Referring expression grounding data
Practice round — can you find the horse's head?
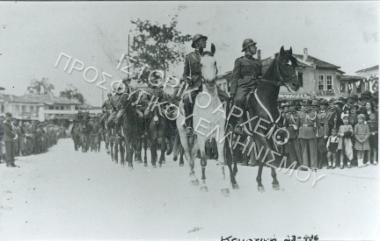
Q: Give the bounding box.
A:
[201,43,218,87]
[273,46,300,91]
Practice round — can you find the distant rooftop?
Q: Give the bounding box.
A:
[355,65,379,73]
[0,93,80,105]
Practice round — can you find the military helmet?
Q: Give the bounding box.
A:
[191,34,208,48]
[242,38,257,52]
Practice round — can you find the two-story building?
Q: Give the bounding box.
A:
[263,48,345,100]
[0,93,81,121]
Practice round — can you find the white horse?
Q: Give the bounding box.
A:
[176,44,232,194]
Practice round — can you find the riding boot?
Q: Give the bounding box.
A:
[183,101,194,135]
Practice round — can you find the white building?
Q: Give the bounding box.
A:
[0,93,81,121]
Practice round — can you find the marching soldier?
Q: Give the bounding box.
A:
[230,38,262,132]
[4,113,16,167]
[182,34,228,134]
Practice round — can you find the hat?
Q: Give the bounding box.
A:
[357,113,366,120]
[320,99,329,106]
[191,34,208,48]
[242,38,257,52]
[5,112,12,118]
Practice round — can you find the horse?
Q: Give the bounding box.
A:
[242,46,301,192]
[177,44,234,194]
[118,89,147,168]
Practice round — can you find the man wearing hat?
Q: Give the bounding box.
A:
[3,113,16,167]
[182,34,228,133]
[297,100,318,169]
[316,99,329,168]
[229,38,262,130]
[284,105,302,166]
[182,34,207,133]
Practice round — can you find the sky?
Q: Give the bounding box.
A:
[0,1,379,106]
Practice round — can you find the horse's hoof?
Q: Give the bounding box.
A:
[232,183,239,190]
[179,163,184,167]
[173,157,177,162]
[200,185,208,192]
[257,185,265,192]
[190,179,199,186]
[152,164,157,168]
[144,163,147,167]
[221,188,230,197]
[272,183,280,191]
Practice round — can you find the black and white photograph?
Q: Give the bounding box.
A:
[0,1,379,240]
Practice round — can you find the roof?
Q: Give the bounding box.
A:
[1,93,80,105]
[78,103,102,110]
[339,75,364,82]
[355,65,379,73]
[293,54,341,69]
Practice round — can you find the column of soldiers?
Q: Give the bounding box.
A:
[0,112,64,167]
[280,92,378,170]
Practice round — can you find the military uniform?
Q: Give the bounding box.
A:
[3,118,16,166]
[182,49,229,128]
[285,108,302,166]
[297,104,318,168]
[316,100,329,168]
[231,54,262,107]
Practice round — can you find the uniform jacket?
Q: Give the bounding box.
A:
[182,50,203,89]
[231,55,262,96]
[297,110,318,139]
[316,110,329,138]
[3,121,15,142]
[286,112,299,139]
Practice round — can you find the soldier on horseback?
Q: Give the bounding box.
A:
[182,34,229,134]
[229,38,263,133]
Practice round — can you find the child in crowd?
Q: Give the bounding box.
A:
[326,128,339,168]
[338,114,353,168]
[354,114,371,167]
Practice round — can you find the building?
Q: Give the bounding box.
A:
[216,48,348,100]
[355,65,379,93]
[263,48,345,100]
[0,93,81,121]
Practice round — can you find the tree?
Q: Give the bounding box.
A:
[129,15,191,80]
[26,77,55,95]
[59,86,85,104]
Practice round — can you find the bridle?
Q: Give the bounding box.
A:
[258,56,296,92]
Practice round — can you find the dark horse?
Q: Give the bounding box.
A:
[243,46,301,191]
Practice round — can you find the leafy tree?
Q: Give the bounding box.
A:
[129,15,191,80]
[26,77,54,95]
[59,86,85,104]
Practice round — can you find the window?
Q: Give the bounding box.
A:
[21,105,26,112]
[318,75,324,90]
[297,72,303,87]
[30,106,34,112]
[326,75,333,90]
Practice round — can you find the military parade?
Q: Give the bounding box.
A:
[0,2,379,240]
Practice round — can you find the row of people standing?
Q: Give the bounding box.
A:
[0,113,64,167]
[281,96,378,170]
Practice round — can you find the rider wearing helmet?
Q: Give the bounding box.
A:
[182,34,229,134]
[229,38,262,132]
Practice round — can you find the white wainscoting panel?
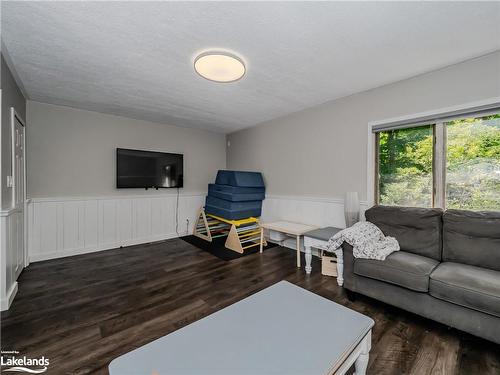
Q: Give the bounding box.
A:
[1,208,21,311]
[262,195,369,229]
[28,193,204,262]
[27,193,368,262]
[261,195,368,253]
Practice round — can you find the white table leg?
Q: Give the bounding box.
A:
[354,331,371,375]
[305,245,312,274]
[296,235,301,268]
[259,227,264,253]
[334,248,344,286]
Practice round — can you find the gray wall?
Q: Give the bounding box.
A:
[1,54,27,210]
[227,51,500,201]
[27,101,226,198]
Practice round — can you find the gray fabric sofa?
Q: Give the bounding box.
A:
[342,205,500,344]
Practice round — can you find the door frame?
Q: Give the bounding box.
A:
[11,107,28,267]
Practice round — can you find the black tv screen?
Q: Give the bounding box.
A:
[117,148,183,189]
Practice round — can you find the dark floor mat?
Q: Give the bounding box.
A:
[180,235,277,261]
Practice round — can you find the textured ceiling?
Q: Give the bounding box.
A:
[2,1,500,133]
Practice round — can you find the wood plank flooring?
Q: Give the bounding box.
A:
[1,239,499,374]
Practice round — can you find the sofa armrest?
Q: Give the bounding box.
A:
[341,242,356,291]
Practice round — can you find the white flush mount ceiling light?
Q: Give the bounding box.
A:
[194,52,246,83]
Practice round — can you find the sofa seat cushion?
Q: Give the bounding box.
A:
[430,262,500,317]
[354,251,439,292]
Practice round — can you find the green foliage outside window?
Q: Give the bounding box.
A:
[446,115,500,210]
[378,114,500,211]
[378,125,433,207]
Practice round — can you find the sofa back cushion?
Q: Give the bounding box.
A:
[443,209,500,271]
[364,205,443,260]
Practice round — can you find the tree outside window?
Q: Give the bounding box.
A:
[376,112,499,211]
[446,114,500,210]
[378,125,433,207]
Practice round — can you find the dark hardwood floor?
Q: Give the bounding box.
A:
[1,239,499,375]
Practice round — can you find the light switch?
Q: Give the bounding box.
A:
[6,176,13,188]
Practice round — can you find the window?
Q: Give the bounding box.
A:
[445,114,500,210]
[377,125,434,207]
[374,110,500,211]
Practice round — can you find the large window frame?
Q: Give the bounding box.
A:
[367,97,500,208]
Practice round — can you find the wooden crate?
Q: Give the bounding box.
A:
[321,253,338,277]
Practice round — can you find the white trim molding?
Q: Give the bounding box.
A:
[27,193,205,262]
[11,107,27,208]
[1,208,20,311]
[29,191,205,203]
[366,124,377,207]
[369,97,500,130]
[0,208,18,217]
[1,282,18,311]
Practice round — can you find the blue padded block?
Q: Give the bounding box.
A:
[208,185,265,202]
[205,205,262,220]
[215,170,265,188]
[205,196,262,211]
[208,190,265,202]
[208,184,265,194]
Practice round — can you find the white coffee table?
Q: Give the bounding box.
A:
[109,281,374,375]
[259,221,319,268]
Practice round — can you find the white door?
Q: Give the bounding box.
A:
[12,109,25,279]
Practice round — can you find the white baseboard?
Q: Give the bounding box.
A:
[29,231,188,262]
[0,281,18,311]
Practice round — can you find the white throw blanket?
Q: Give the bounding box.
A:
[326,221,399,260]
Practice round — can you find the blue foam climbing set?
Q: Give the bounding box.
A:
[193,170,267,253]
[205,170,265,220]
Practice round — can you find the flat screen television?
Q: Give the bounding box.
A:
[116,148,183,189]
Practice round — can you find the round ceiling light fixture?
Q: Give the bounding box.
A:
[194,52,246,83]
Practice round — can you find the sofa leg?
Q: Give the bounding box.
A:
[346,290,356,302]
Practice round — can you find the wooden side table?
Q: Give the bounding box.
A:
[259,221,319,268]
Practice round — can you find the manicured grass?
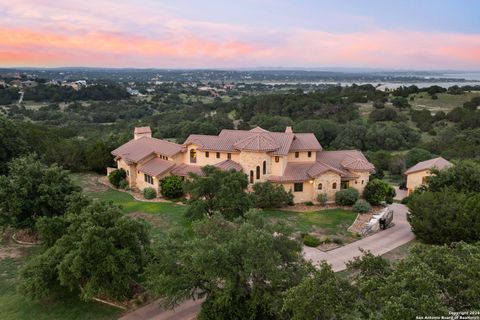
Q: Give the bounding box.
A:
[0,249,120,320]
[73,173,357,239]
[261,208,357,234]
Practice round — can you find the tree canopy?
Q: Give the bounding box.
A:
[0,154,80,228]
[145,211,309,320]
[184,166,252,219]
[19,195,150,301]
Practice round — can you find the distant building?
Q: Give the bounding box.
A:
[111,126,375,203]
[126,87,140,96]
[404,157,452,195]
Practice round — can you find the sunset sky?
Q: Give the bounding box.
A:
[1,0,479,69]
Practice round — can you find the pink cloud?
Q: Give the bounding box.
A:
[0,0,479,69]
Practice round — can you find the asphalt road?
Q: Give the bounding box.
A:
[119,203,414,319]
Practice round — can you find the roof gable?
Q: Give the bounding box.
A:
[404,157,452,175]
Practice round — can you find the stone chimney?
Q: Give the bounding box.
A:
[134,126,152,140]
[285,126,293,133]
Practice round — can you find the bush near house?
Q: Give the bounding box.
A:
[352,199,372,213]
[252,181,293,208]
[317,193,328,205]
[335,188,359,206]
[108,168,126,188]
[363,179,395,205]
[160,176,184,199]
[143,187,157,199]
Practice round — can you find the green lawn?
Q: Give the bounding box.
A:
[262,208,356,234]
[72,173,358,240]
[0,248,120,320]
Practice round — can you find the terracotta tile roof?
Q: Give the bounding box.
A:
[184,127,321,155]
[111,137,184,162]
[267,161,347,183]
[289,133,322,151]
[341,156,375,171]
[214,160,243,171]
[138,157,176,177]
[233,133,280,151]
[316,150,375,173]
[404,157,452,175]
[170,163,204,177]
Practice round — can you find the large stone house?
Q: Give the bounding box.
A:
[111,126,375,203]
[404,157,452,195]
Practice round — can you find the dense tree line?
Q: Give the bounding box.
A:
[23,83,130,102]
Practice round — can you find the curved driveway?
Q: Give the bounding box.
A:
[120,204,414,319]
[303,203,415,271]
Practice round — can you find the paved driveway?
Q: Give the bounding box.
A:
[119,298,203,320]
[303,203,414,271]
[120,204,413,319]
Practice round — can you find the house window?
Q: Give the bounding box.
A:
[308,151,312,158]
[361,180,364,185]
[216,152,220,158]
[227,153,232,160]
[355,180,358,184]
[275,156,279,163]
[144,173,153,184]
[190,149,197,163]
[205,151,209,158]
[332,182,337,189]
[317,183,322,190]
[262,161,266,175]
[294,183,303,192]
[249,170,254,183]
[421,176,428,185]
[295,152,299,158]
[256,166,260,179]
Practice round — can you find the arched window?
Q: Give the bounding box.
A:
[250,170,254,183]
[256,166,260,179]
[262,161,266,175]
[317,183,323,190]
[190,149,197,163]
[332,182,337,189]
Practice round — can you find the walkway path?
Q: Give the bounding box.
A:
[119,203,413,319]
[303,203,414,271]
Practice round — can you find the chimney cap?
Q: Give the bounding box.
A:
[134,126,151,134]
[285,126,293,133]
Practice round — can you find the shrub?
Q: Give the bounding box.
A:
[335,188,359,206]
[352,200,372,213]
[109,169,127,188]
[317,193,328,205]
[160,176,184,199]
[303,234,321,247]
[363,179,396,205]
[304,201,314,206]
[118,179,129,190]
[143,187,156,199]
[252,181,292,209]
[408,189,480,244]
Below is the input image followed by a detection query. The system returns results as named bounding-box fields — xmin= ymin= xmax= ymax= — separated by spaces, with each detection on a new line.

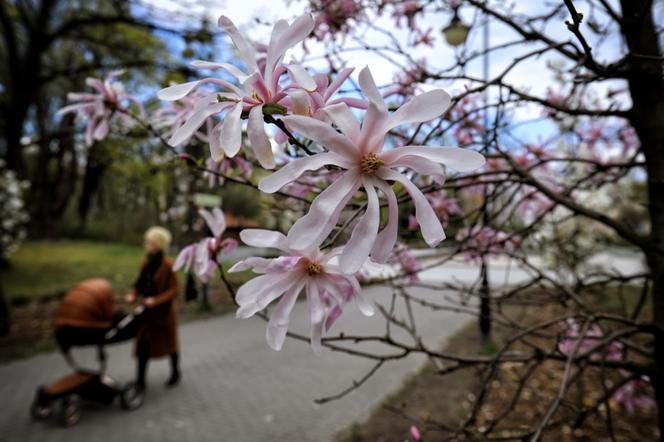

# [The task]
Report each line in the preceding entries that holds the string "distant".

# [Exercise output]
Practice round — can you find the distant rooftop?
Practice round — can you find the distant building?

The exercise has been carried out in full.